▶ **Problem 1**: From the case summary below, list each thing the Defendant doctor's motion under Rule 52.08(1) asked the trial judge to do.
▶ **Problem 2**: In the case summary below, condense the paragraph beginning "The Appellant submitted that the use of the language" into a short bulleted list that keeps its main points.

▶ **Text for analysis**:

After the jury’s verdict, the Defendant doctor moved under Rule 52.08(1) of the Rules of Civil Procedure requesting that the trial judge not enter the judgment and either dismiss the action or order a new trial. The trial judge dismissed the motion and entered a judgment in accordance with the jury’s verdict.

ONTARIO COURT OF APPEAL

The Defendant doctor (hereinafter “the Appellant”) appealed the trial judge’s decision to dismiss the motion brought under Rule 52.08(1) of the Rules of Civil Procedure to the Ontario Court of Appeal (“the Court”).

The Court considered the two grounds for the Appellant’s motion as the two issues on appeal. More specifically, the Court considered whether the jury applied the “but for” test for causation, rather than the material contribution test and whether the jury’s verdict was unreasonable because there was no evidence that the baby would have been delivered earlier.

The “But For” Test

To demonstrate that the jury applied the material contribution test, as opposed to the correct “but for” test, the Appellant drew the Court’s attention to the jury’s language in their answer to question 2(b). In their answer, the jury stated:

[30] The fact that Dr. Tsandelis didn’t follow the SOCG Guideline, “prepare for delivery”, contributed to [the baby’s] eventual brain damage”

[Emphasis added]

The Appellant submitted that the use of the language “contributed to” by the jury meant that the jury applied the material contribution test, rather than the correct “but for” test. The Court disagreed and found that the use of such language did not mean that the material contribution test was applied. The Court reasoned that in a situation where there are multiple potential tortfeasors and where the jury must consider contributory negligence, the use of such language might naturally arise – but the use of such language does not mean that the “but for” test was not applied.

The Court explained that it is clear that the jury applied the “but for” test:

[34] …The jury’s response continued to state that, if Dr. Tsandelis had met his duty by preparing for delivery after the first deceleration, “the O.R. would have been ready for Maria & [the baby] would have been delivered sooner avoiding the asphyxia altogether.” This response indicates that the jury concluded that, but for the appellant’s failure to meet the standard of care, the brain damage would not have happened.

The Court found that the jury’s verdict was not unreasonable. The Court reasoned that there was direct evidence from which the jury could conclude that had the Appellant not breached the standard of care, the caesarian section would have taken place prior to the baby’s brain damage occurring.

▶ **Dataset excerpts**:

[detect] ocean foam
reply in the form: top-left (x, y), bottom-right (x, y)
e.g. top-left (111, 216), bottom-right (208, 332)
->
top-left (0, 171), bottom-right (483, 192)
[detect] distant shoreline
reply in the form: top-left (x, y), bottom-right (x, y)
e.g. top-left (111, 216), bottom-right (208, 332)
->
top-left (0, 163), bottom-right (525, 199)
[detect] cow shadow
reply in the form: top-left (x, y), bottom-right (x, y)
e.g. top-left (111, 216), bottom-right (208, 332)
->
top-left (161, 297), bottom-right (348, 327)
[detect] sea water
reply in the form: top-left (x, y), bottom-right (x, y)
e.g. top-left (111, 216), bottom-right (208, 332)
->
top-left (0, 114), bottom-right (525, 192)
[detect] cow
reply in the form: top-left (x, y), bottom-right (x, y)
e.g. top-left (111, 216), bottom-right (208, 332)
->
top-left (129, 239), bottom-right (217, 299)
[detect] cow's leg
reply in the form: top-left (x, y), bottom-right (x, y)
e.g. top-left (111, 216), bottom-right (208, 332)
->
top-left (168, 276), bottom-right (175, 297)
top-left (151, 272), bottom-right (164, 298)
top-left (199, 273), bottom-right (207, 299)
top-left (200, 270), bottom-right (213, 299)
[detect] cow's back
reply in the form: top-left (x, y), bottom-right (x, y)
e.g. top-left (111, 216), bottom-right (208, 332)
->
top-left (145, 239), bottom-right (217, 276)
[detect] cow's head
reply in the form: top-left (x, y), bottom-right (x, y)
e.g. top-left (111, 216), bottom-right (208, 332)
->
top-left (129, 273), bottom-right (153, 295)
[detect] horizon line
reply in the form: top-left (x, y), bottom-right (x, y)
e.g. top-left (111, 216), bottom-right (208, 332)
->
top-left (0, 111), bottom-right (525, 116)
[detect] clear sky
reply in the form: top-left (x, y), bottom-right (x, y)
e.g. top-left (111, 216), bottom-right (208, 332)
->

▶ **Result 1**:
- Not enter the judgment
- Dismiss the action
- Order a new trial

▶ **Result 2**:
- The Appellant argued that the jury's phrase "contributed to" showed it had applied the material contribution test instead of the correct "but for" test.
- The Court disagreed and held that this language did not mean the material contribution test was applied.
- Such wording may naturally arise where there are multiple potential tortfeasors and the jury must consider contributory negligence, but it does not mean the "but for" test was not applied.